- **Items**:
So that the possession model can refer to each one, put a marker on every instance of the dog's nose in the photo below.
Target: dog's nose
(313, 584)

...

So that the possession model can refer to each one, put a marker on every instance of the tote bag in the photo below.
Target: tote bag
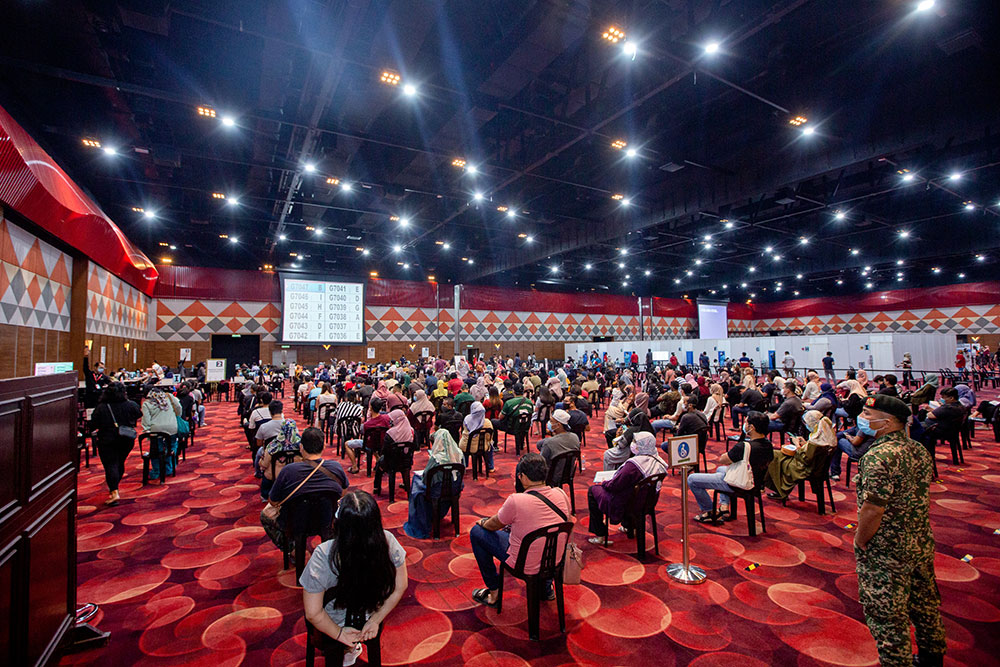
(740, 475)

- **Given exercise**: Pick out each line in the records above that contains the word "model" and copy those lines in full.

- **Answer to this problem**:
So that the possession model can refer to each one, put a marker on every instance of the dog's nose in the photo below.
So that the possession model can refer to each one, put a marker on every instance of the tote bag in the photo below.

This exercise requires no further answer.